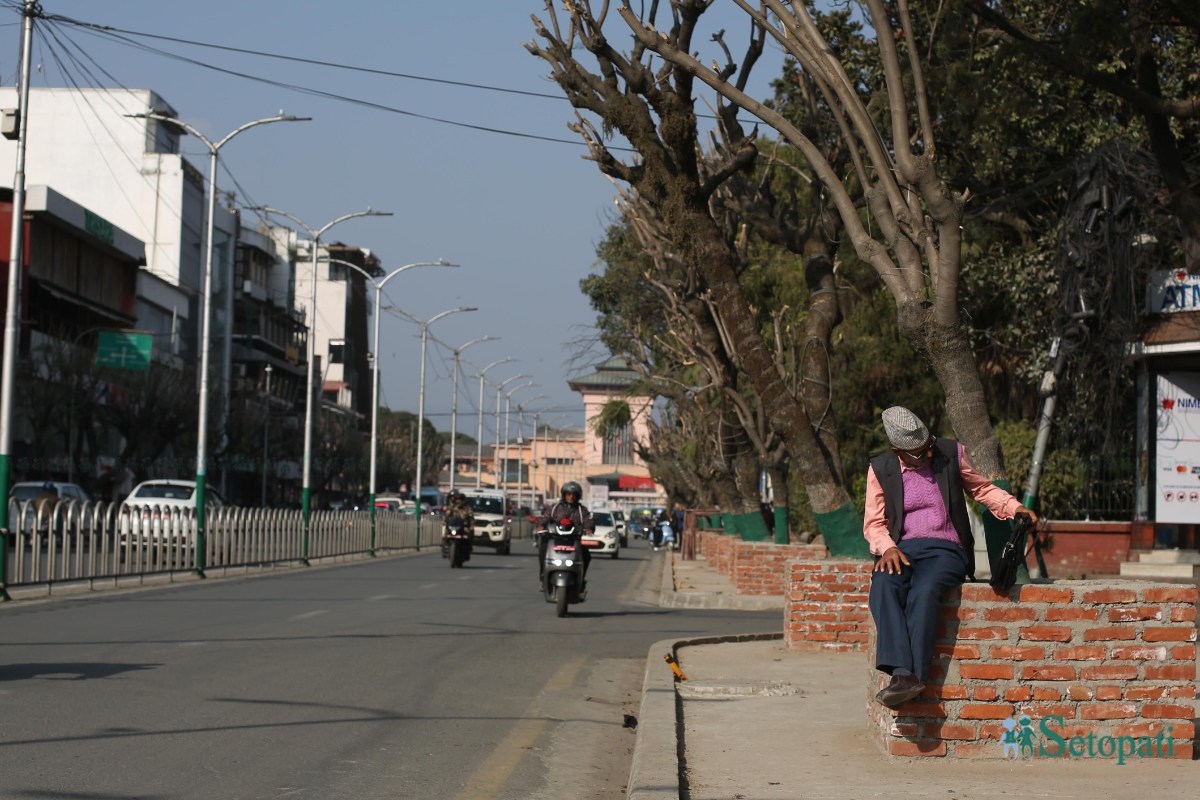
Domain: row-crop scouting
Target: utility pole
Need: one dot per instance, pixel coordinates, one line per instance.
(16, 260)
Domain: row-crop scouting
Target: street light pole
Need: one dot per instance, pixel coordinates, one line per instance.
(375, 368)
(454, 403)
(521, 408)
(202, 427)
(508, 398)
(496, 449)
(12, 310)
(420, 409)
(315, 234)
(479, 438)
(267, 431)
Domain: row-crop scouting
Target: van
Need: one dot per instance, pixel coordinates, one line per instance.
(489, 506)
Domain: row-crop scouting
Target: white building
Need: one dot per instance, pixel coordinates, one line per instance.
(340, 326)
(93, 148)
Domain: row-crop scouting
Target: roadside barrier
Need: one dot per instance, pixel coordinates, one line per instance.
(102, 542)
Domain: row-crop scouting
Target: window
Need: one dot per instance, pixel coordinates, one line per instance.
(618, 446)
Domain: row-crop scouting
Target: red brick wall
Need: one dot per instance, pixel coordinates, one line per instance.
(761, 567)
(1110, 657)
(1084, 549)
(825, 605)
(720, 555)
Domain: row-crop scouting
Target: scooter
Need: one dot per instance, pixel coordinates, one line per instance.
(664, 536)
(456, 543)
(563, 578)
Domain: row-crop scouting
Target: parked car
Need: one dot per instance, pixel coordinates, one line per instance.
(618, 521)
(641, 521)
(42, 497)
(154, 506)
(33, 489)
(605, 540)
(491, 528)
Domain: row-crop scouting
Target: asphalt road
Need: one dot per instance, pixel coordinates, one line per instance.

::::

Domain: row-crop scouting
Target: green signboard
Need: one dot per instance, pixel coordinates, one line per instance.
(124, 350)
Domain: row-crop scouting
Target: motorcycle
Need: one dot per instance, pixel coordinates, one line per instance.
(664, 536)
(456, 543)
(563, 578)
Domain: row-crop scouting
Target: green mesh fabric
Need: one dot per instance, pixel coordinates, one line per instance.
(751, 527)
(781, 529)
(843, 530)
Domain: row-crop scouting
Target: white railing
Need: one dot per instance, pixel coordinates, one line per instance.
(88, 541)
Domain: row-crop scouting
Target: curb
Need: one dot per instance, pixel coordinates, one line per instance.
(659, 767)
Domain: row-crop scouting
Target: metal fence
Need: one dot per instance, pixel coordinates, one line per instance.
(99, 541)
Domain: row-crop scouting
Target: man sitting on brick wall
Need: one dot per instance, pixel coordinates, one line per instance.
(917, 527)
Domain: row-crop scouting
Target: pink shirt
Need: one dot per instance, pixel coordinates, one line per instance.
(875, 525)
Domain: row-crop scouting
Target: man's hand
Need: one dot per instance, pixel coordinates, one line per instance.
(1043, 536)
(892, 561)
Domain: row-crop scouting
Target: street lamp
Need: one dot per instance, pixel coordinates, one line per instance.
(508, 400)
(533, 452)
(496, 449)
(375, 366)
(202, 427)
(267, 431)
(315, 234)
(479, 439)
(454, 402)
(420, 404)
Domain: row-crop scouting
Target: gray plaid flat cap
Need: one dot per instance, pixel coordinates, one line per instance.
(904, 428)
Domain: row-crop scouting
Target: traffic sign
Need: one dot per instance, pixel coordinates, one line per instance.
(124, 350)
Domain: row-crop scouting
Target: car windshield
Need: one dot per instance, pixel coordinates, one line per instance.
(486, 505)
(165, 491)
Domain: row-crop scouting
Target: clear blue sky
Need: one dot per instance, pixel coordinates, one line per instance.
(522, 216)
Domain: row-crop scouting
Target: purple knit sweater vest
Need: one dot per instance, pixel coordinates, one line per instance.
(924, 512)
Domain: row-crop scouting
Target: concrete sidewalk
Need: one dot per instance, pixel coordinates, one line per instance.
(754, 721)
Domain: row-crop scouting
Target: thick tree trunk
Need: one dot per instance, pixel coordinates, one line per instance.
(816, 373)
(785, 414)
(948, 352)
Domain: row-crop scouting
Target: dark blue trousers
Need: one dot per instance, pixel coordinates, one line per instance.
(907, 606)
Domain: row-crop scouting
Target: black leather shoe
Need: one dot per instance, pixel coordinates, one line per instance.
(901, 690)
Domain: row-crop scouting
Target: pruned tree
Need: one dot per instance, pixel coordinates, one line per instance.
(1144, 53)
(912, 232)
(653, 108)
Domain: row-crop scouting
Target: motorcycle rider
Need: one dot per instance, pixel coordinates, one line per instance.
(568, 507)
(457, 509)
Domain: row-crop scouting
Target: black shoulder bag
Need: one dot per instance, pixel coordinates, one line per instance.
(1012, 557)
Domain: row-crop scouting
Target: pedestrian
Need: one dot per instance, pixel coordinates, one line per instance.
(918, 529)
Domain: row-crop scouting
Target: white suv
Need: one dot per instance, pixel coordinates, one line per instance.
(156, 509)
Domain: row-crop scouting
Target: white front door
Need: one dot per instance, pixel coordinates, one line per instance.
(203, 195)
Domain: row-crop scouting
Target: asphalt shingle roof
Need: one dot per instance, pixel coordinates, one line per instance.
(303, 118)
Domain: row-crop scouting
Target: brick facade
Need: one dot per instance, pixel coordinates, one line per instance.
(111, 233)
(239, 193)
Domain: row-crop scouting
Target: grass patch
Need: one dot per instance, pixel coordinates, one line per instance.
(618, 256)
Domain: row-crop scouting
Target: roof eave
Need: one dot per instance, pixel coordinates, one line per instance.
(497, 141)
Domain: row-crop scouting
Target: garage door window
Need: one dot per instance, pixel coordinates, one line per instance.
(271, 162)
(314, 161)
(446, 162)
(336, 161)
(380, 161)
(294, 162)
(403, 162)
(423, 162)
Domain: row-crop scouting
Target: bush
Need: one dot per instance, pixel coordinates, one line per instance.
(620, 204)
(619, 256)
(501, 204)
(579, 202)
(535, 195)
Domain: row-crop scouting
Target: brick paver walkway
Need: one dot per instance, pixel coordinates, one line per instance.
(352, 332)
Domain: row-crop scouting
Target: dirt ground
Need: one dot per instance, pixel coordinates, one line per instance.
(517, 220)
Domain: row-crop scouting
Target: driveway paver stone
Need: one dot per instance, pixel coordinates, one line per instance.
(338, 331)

::::

#### Stated task:
Find every line in the records that contains the word "wall" and copy each of those lines.

#### Answer to this problem:
Target: red brick wall
Target: man sitting on brick wall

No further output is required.